◆ **Action item**: For every entry that follows, return the words exactly and omit any picture.

*** Block opens ***

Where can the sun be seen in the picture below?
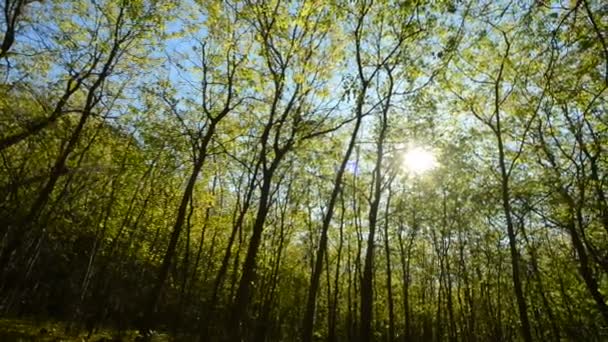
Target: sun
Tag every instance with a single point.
(418, 160)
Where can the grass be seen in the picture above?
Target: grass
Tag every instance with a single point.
(25, 330)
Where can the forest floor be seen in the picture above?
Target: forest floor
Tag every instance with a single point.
(23, 330)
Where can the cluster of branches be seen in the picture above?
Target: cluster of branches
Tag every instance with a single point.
(237, 175)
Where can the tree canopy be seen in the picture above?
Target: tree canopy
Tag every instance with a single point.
(274, 170)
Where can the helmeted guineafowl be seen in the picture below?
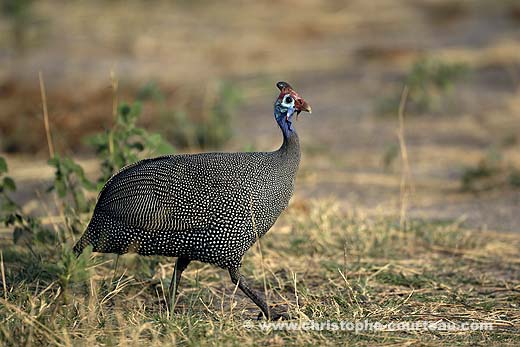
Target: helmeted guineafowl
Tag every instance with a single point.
(209, 207)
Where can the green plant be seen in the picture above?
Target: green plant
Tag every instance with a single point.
(203, 120)
(126, 143)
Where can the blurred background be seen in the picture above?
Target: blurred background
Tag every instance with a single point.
(202, 74)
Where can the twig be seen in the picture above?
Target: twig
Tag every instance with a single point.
(3, 274)
(46, 116)
(405, 166)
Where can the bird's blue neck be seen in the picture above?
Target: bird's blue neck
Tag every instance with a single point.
(284, 121)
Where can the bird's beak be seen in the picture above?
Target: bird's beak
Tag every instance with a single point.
(302, 105)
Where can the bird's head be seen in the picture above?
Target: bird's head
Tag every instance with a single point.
(287, 105)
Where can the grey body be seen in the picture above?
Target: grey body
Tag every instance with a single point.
(210, 207)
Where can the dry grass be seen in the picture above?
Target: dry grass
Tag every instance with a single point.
(320, 263)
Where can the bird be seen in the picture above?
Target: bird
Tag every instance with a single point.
(207, 207)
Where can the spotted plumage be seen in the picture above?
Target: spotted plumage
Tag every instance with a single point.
(209, 207)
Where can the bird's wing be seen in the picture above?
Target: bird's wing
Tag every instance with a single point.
(165, 193)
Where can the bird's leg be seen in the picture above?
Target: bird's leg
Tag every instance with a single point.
(180, 265)
(236, 277)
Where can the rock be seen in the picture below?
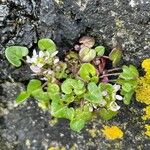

*** Block closes ***

◆ **Answer section**:
Where can the sun be seen in the picture below?
Target: sun
Tag every instance with a single point.
(418, 160)
Where can the grass be seen in the picture above?
Target: grass
Tag every instance with a single point.
(25, 330)
Where can the forest floor be seen in the picture above?
Target: forest floor
Tag every instance with a single point.
(23, 330)
Where can the cluster of branches be seen in the picture above?
Target: cluster of branches
Tag every instance with a single point.
(237, 175)
Where can the tree canopy be seen in the picture above?
Target: tree canopy
Tag every instance with a single point.
(274, 170)
Where can the helmeted guineafowl be seen in the picture below?
Target: helmeted guineafowl
Tag every instance with a single point.
(209, 207)
Where can the green plant be seen in the picture above?
Target: green plant
Tag every instance with a single point.
(203, 120)
(126, 143)
Where can the blurred background be seen in the picture above?
Target: blurred background
Tag every instance with a single point.
(202, 74)
Where can the twig be seen in the picture above?
Target: twig
Tag every instance with a single point.
(3, 274)
(46, 116)
(405, 166)
Where can the bird's blue neck be seen in the picture above?
Target: bird's blue neck
Tag every instance with a single point.
(284, 121)
Where can the bird's beak be seen in the picture above?
Target: bird's beak
Tag every instance with a single point.
(302, 105)
Where can the bird's head be seen in the picture above?
Target: bird's head
Tag every instance with a single point.
(287, 105)
Where can the grey body be seen in the picture above?
Target: grey body
Tag every instance with a single point.
(210, 207)
Where can the dry grass be seen in the picture above?
Target: dry grass
Tag every instance with a single point.
(320, 263)
Where can the bird be seen in the picture above?
Target: bird
Tag every instance with a single point.
(207, 207)
Where can the spotted plumage be seen in the picture above?
Target: spotted plumage
Tag every instance with a single point.
(209, 207)
Where can the bird's wing be seen in the picture above?
Target: bird's wing
Tag every instance with a single point.
(165, 193)
Where can the bird's leg be seen in the picture above?
Target: bird's leg
Tag every instance with a single point.
(180, 265)
(236, 277)
Where can the rock be seen in the picture below?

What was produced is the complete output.